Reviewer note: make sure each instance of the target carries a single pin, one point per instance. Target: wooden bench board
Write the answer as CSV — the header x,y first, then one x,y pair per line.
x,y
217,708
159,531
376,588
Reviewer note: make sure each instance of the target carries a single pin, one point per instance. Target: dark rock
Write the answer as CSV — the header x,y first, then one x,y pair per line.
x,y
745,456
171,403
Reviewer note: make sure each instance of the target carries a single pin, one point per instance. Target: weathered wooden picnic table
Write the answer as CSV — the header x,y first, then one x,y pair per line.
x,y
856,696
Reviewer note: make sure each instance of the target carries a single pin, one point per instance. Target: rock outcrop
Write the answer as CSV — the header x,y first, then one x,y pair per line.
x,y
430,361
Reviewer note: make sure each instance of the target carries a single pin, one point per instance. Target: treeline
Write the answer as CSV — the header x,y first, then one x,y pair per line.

### About this task
Report each line of the material above where the word "wooden" appears.

### Answer to this exercise
Reviewer note: make sure each instance of the target carries a single pin, one point per instance. Target: wooden bench board
Reviewer note: make sure each instance of the target carries a single pin, one point per instance. Target: weathered wooden picnic table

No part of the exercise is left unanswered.